• Instructions for the task:
Type every record exactly as it appears.

• Task data:
·····
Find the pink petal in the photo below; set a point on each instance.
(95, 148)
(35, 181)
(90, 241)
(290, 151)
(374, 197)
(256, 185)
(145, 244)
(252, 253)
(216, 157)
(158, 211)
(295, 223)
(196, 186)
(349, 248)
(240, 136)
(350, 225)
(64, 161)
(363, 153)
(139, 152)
·····
• Final answer:
Find the pink petal in the photo below; set a point on each instance.
(95, 148)
(35, 181)
(90, 241)
(290, 151)
(374, 197)
(256, 185)
(145, 244)
(252, 253)
(216, 157)
(158, 211)
(295, 223)
(196, 186)
(349, 248)
(240, 136)
(350, 225)
(64, 161)
(363, 153)
(139, 152)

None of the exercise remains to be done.